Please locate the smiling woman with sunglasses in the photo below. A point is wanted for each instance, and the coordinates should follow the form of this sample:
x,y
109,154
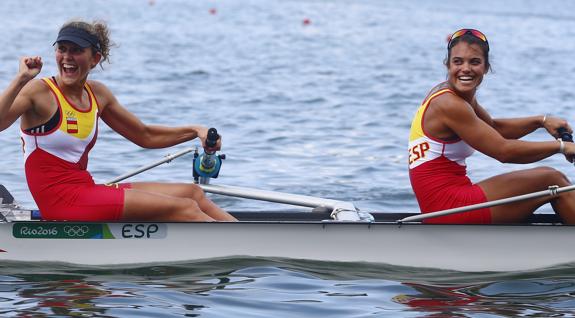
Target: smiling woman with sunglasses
x,y
450,125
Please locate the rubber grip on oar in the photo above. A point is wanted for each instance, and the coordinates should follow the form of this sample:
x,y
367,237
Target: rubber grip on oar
x,y
564,134
212,138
++++++++++++++++++++
-- WORK REQUEST --
Copy out each line of the entries that holds "form".

-- ANSWER TO THE EXERCISE --
Please locate the smiling woman with sunglasses in the photo below. A point is wanted for each instance, and the coordinates should follow the form of this sample:
Please locate the rubber grip on oar in the photo above. A point is wanted for each instance, and the coordinates should follow the form of this sample:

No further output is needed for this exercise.